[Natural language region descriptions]
....

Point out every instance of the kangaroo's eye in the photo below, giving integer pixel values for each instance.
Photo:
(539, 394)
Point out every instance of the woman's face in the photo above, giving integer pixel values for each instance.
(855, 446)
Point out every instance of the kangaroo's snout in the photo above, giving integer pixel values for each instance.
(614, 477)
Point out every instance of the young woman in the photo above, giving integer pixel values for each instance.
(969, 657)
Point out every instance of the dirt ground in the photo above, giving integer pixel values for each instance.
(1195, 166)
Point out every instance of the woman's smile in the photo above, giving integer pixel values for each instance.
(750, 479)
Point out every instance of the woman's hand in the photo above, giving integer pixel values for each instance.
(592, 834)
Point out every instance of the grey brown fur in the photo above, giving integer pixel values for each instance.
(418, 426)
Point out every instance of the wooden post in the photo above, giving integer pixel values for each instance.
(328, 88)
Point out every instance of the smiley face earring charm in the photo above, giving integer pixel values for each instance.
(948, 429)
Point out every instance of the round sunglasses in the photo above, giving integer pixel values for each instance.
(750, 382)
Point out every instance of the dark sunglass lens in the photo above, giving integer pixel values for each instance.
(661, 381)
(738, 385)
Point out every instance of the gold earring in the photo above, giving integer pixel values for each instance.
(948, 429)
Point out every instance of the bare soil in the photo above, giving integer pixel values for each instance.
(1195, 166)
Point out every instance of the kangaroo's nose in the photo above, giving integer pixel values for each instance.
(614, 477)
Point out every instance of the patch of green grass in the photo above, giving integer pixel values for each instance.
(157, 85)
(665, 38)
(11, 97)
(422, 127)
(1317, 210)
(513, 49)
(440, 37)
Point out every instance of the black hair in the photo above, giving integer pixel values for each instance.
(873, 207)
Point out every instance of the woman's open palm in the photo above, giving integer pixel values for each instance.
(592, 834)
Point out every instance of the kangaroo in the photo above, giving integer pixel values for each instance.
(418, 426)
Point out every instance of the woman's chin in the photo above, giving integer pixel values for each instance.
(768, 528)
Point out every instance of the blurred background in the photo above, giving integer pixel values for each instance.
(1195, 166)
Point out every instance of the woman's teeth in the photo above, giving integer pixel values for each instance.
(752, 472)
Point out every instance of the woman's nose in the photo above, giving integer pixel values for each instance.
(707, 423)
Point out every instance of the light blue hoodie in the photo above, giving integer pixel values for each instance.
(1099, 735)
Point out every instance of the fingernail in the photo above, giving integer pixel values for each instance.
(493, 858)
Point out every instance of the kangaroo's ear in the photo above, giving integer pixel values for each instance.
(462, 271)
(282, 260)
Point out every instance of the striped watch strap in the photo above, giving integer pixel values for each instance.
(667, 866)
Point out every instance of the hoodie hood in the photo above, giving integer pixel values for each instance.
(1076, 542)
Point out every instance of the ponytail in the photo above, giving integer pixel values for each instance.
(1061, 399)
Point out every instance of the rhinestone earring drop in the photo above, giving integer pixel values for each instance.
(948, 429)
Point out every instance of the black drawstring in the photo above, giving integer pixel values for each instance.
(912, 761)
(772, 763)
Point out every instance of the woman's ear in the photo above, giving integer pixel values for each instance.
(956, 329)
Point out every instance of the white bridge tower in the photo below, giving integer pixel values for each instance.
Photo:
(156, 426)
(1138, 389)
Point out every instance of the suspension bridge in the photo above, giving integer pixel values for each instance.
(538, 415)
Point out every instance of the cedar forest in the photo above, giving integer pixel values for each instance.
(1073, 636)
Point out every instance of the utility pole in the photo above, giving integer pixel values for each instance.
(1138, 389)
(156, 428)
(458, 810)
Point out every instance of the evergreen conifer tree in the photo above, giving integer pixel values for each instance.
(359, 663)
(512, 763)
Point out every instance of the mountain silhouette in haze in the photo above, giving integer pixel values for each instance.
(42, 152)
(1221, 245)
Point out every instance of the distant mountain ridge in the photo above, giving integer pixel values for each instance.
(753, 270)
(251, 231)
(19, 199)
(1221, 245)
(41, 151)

....

** The task **
Above are the records; restate each one exactly.

** Answer for this exercise **
Point out every instance of the kangaroo's eye in the photo below, giving integer pixel values for each instance.
Photo:
(539, 394)
Point out every instance of the woman's face in the photo above, giving integer pixel values for each instance.
(855, 446)
Point out every instance of the kangaroo's snout in the photo above, giving integer pixel values for each instance.
(614, 477)
Point out every instance of the young woman in the photo above, giving integer pixel values for each instance.
(969, 657)
Point out every instance of the dirt ground in the photo above, giving integer pixel values for each instance.
(1195, 166)
Point out every instance of the woman's smile in the photo above, giving integer pixel values for each instance.
(750, 479)
Point out every instance of the woman's hand in the photo above, giving integer pixel values for each instance.
(592, 834)
Point out every instance of the grey brown fur in the photo above, giving integer pixel values for each instance.
(418, 426)
Point out every instance of the wooden post in the photo above, giving integer pixel values for each instance.
(328, 88)
Point out every instance of the smiley face earring charm in the photo above, giving integer pixel values for each instance.
(948, 429)
Point out every instance of the round sunglasses in the photo above, giving integer pixel values for each instance.
(750, 382)
Point out every instance of the dark sunglass lens in the photo above, giving integer pixel values for each instance.
(661, 381)
(738, 385)
Point out every instance of the gold earring in the photo above, giving integer pixel values for each instance.
(948, 429)
Point out every instance of the bare soil in the photo above, giving integer pixel values for each instance.
(1195, 166)
Point out every instance of the kangaroo's nose in the photo above, giving integer pixel values for each instance.
(614, 477)
Point out every instance of the patch of green grass in the photo above, giving integer pixel values for each instance.
(157, 85)
(665, 38)
(11, 97)
(422, 127)
(1317, 210)
(513, 49)
(440, 37)
Point out every instance of the black hair in the photo above, giving integer pixel values for each instance.
(873, 207)
Point out every instance of the woman's open palm in the photo above, giving integer pixel values for each instance.
(592, 834)
Point out every instance of the kangaroo in the photo above, giving integer pixel values for each instance.
(418, 426)
Point out every instance of the woman's chin in the photo above, giving integer pixel values for each instance.
(768, 528)
Point out every instance of the blurred background in the photo above, giving integer pixel values for each instance.
(1195, 166)
Point out every instance of the woman's teeth in the photo above, giving integer pixel values for each instance.
(752, 472)
Point out every instance of the woman's nose in the photo above, giving integer pixel values for each instance.
(707, 423)
Point out every instance of the light blue hoodie in the photo above, giving integer pixel values for each instance.
(1099, 735)
Point out every instance of the fingernail in the photo above, giving integer pixel values for each instance.
(493, 858)
Point out every instance of the kangaroo's ear in the photo above, giving integer pixel values for each instance.
(462, 271)
(282, 260)
Point out every instance of the striped watch strap in the photo above, giving integer pixel values for each instance.
(667, 866)
Point out every instance of the hoodie hood in the photo above, giving integer pixel values for each instance.
(1076, 542)
Point out every instance of the ponytail in the photo above, giving integer pixel values for each instance.
(1061, 399)
Point out every instance of the rhinestone earring drop in the photo above, giving integer pixel values for each instance.
(948, 429)
Point out every instance of the black drawstring in the photo above, giving integer pixel values for each instance.
(912, 761)
(772, 763)
Point out every instance of the woman's ear in the photo above, giving integer pixel values for each instance.
(956, 329)
Point out every instance of the white bridge tower in the photo below, giving integer pixel values for each instance.
Photo:
(156, 426)
(1138, 389)
Point out every instance of the suspension bridge in the photo above, giving integer pixel values for each instance.
(538, 415)
Point out every instance of the cedar forest in the photo above, giving integer pixel values for each instance.
(1073, 636)
Point out every instance of the utility pole in the photo above, giving integer pixel values for each instance.
(1138, 389)
(156, 428)
(458, 810)
Point out every instance of the evergreen conifer tree in the photo above, giving integer pixel values for each instance.
(359, 663)
(512, 763)
Point out every instance of the mountain silhouette in haze in the photo above, giving integer pixel values for each instance.
(42, 152)
(1221, 245)
Point out every instance of the distant mountain ridge in the photo above, giving integer pixel values for each instance.
(753, 270)
(251, 231)
(19, 199)
(1221, 245)
(41, 151)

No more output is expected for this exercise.